Page text:

Content starts

City’s mask mandate to be extended through at least Dec. 2
Vicksburg Mayor George Flaggs Jr. made official what he had alluded to for weeks Friday when he said the city’s mask mandate will continue through at least Dec. 2.
Flaggs said the mandate has been the most effective tool thus far in slowing the spread of the COVID-19 virus.
“According to all the medical experts I have talked with, and all that I have read, wearing masks is making a difference,” Flaggs said. “It makes no sense to stop utilizing the masks when we know for a fact that it is working in Vicksburg. Look at our numbers.”
At a time when new COVID-19 cases have been on the rise in Mississippi, forcing Gov. Tate Reeves and state medical officials to impose more restrictions on a number of targeted counties, Warren County has stood out. Numbers over the past two weeks have remained low, and as of Friday the county has reported an average of just 4.2 cases per day in that span.
The two-week totals and averages are the key factors state health officials have used in targeting counties as potential hot spots. Reeves recently said those counties that have reported 200 new cases over a two-week period or have a new case rate of more than 500 per 100,000 residents could be considered hot spots.
Warren County over the past two weeks has reported 60 cases and has a ratio of 123 cases per 100,000 residents.
Flaggs gave credit to Vicksburg’s residents, as well as the mask mandate and other measures included in the city’s civil emergency order, as working in conjunction to curtail the spread of the virus.
“The participation of our people in the community has been fantastic. They are doing what they are supposed to be doing,” he said. “I could not have asked for a better city, better cooperation, and that is why I believe we are a model for the rest of the state.”
In addition to extending the mask mandate through at least Dec. 2, Flaggs also said many of the existing orders will also continue.
The mask mandate will continue to require anyone entering a business or public building, or where social distancing is not possible, to wear a mask.
Retail businesses and restaurants can continue to operate at 100 percent of capacity if social distancing can be maintained. Bars, too, can operate at 100 percent of capacity but must stop serving alcohol by 11 p.m. and close by midnight. They also must continue to serve only those who are seated and tables are limited to 10 people.

Content ends

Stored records
Content starts

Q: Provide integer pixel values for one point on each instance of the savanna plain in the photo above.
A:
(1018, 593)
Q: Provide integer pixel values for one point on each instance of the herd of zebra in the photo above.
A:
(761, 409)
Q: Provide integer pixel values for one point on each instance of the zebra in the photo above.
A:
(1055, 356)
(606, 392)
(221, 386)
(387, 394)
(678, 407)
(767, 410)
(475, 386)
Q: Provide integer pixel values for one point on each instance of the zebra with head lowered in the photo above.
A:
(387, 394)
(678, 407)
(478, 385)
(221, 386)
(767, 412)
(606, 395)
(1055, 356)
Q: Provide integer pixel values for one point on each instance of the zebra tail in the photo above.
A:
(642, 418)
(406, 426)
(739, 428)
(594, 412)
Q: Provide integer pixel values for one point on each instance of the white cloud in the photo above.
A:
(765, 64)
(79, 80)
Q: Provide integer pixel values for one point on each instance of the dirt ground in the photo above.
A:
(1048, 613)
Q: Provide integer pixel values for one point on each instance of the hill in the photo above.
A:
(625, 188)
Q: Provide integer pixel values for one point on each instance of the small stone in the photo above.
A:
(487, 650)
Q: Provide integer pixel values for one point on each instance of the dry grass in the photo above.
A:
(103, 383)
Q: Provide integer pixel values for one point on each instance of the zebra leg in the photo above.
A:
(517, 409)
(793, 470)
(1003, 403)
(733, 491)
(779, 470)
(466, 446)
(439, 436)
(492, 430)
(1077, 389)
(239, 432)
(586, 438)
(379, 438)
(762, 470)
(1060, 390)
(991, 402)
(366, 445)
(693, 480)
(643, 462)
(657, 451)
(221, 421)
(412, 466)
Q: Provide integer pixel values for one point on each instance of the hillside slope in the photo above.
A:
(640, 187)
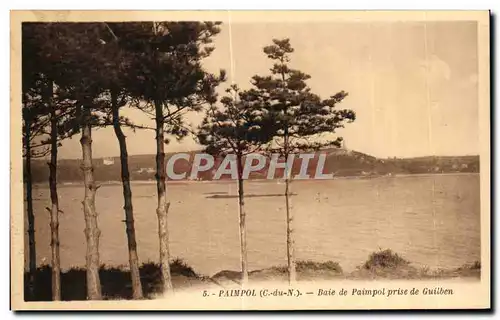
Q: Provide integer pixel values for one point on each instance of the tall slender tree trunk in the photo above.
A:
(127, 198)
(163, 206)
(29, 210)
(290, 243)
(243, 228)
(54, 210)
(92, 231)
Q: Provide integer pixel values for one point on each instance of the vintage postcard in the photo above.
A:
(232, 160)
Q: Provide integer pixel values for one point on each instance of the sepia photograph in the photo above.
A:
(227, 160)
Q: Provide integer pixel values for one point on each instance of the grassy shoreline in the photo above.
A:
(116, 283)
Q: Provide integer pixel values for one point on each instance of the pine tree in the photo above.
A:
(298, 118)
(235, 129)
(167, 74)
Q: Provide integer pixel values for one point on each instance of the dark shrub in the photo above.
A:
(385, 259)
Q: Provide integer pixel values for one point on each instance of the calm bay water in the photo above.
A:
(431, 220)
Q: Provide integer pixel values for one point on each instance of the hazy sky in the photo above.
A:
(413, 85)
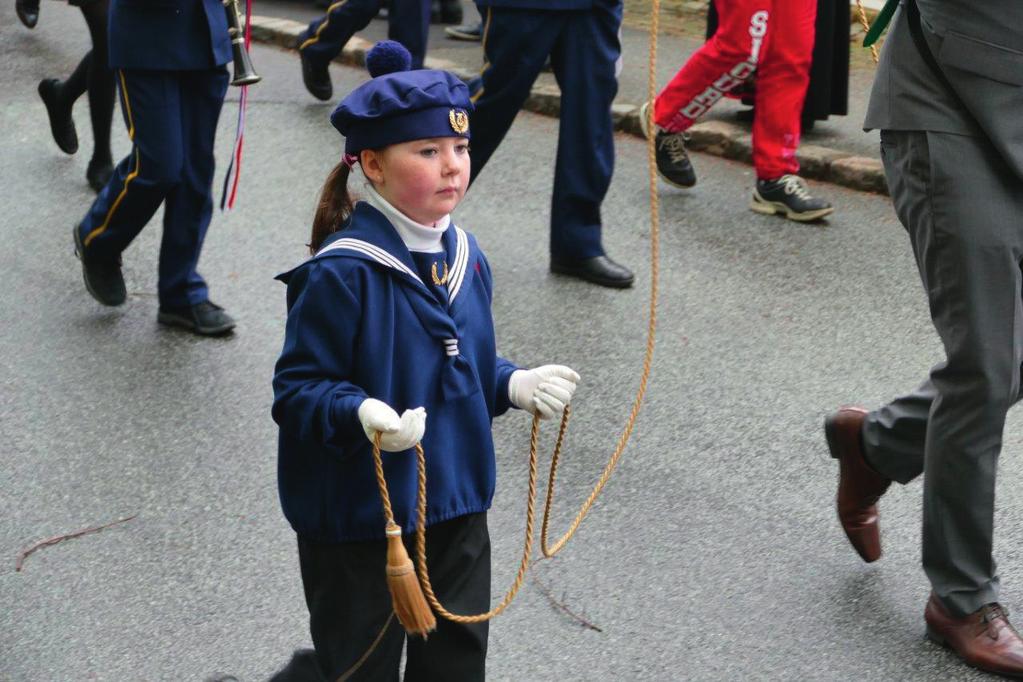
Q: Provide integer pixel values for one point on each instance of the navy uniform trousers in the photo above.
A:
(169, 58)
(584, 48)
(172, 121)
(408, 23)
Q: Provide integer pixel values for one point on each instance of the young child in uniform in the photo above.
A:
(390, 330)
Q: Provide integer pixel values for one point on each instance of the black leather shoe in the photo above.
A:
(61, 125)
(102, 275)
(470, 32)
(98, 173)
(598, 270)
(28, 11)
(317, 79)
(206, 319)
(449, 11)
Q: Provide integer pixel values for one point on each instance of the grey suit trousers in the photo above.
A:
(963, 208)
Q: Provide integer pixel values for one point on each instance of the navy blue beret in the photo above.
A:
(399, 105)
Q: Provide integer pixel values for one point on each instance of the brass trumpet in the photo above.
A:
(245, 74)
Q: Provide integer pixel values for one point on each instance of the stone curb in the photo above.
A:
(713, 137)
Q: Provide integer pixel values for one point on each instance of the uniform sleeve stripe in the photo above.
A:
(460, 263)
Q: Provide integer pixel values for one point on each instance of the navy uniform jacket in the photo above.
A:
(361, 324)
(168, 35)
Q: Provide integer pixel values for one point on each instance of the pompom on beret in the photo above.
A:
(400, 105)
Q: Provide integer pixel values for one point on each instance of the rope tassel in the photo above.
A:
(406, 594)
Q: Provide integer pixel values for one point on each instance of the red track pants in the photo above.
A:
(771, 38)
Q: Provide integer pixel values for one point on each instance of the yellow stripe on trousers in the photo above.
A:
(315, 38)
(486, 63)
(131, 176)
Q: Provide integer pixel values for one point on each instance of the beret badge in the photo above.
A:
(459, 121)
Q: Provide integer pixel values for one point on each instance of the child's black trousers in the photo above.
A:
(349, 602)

Content ends

Required actions:
(a) In the mask mandate article, rewrite the paragraph beginning "Retail businesses and restaurants can continue" as a bulleted list that keeps its main facts.
(b) According to the mask mandate article, how many cases has Warren County reported over the past two weeks?
(c) Extract the passage of the mask mandate article between "The two-week totals" and "of the virus.", inclusive.

List of answers:
(a)
- Retail businesses and restaurants may operate at 100 percent of capacity if social distancing can be maintained.
- Bars may also operate at 100 percent of capacity.
- Bars must stop serving alcohol by 11 p.m. and close by midnight.
- Bars may serve only seated customers.
- Tables are limited to 10 people.

(b) 60 cases.

(c)
The two-week totals and averages are the key factors state health officials have used in targeting counties as potential hot spots. Reeves recently said those counties that have reported 200 new cases over a two-week period or have a new case rate of more than 500 per 100,000 residents could be considered hot spots.
Warren County over the past two weeks has reported 60 cases and has a ratio of 123 cases per 100,000 residents.
Flaggs gave credit to Vicksburg’s residents, as well as the mask mandate and other measures included in the city’s civil emergency order, as working in conjunction to curtail the spread of the virus.